• _RECORD SET_:
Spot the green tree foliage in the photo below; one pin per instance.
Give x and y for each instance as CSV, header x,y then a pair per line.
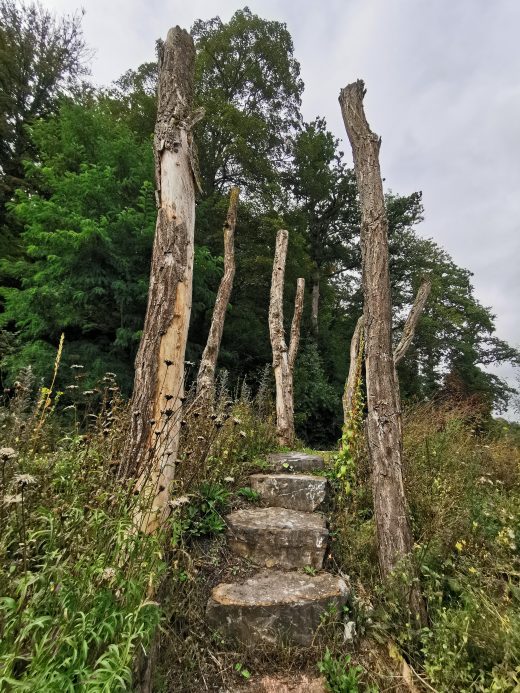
x,y
41,57
455,338
326,198
87,240
89,221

• _EXERCISE PROMPT_: Rewrite these lines with "foliage" changed to "leaves" and everything else left as it is. Leave the pictures out.

• _REPLY_:
Spot the green tree leaves in the photo below; one pin per instance.
Give x and y for each instance as CSV, header x,y then a pair per line.
x,y
41,57
455,338
326,198
87,240
89,221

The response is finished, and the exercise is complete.